### [Your task]
Edit the entries from the line containing "this sample: (90,42)." through the end, changing "grass field" to "open meadow" and leaving everything else as it is.

· · · · ·

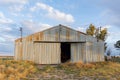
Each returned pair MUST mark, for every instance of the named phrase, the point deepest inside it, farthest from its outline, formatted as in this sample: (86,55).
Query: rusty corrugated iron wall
(44,47)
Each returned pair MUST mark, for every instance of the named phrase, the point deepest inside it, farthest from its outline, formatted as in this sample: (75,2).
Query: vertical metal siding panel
(49,53)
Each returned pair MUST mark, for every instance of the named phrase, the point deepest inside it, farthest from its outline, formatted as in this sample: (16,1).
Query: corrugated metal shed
(45,47)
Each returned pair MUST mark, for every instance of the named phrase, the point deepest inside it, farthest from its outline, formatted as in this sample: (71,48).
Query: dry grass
(15,70)
(25,70)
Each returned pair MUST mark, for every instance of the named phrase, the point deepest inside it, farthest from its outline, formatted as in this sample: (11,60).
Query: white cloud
(4,20)
(82,29)
(16,8)
(34,26)
(6,29)
(53,13)
(13,1)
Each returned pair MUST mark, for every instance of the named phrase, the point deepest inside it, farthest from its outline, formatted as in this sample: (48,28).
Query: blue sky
(36,15)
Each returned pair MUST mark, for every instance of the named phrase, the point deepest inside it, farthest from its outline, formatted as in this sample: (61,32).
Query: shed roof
(61,26)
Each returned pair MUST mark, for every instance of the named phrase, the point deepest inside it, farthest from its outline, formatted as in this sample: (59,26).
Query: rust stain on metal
(67,34)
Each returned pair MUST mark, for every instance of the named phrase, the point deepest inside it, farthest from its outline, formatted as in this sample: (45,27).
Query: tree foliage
(97,32)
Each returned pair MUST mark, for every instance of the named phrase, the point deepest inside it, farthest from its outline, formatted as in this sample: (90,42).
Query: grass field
(25,70)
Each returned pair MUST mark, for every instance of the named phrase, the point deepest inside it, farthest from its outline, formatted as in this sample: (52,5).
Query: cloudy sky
(36,15)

· · · · ·

### [Solution to the exercise]
Each returned pair MUST mark, for every instance of the named phrase, the point deepest inside it, farthest from its outline, formatted as in this sample: (90,42).
Query: open meadow
(25,70)
Each returned pair MUST mark, for every instance of the named phrase, the point deepest inside it, farthest from its outline, formatted as in this sample: (52,5).
Query: cloudy sky
(36,15)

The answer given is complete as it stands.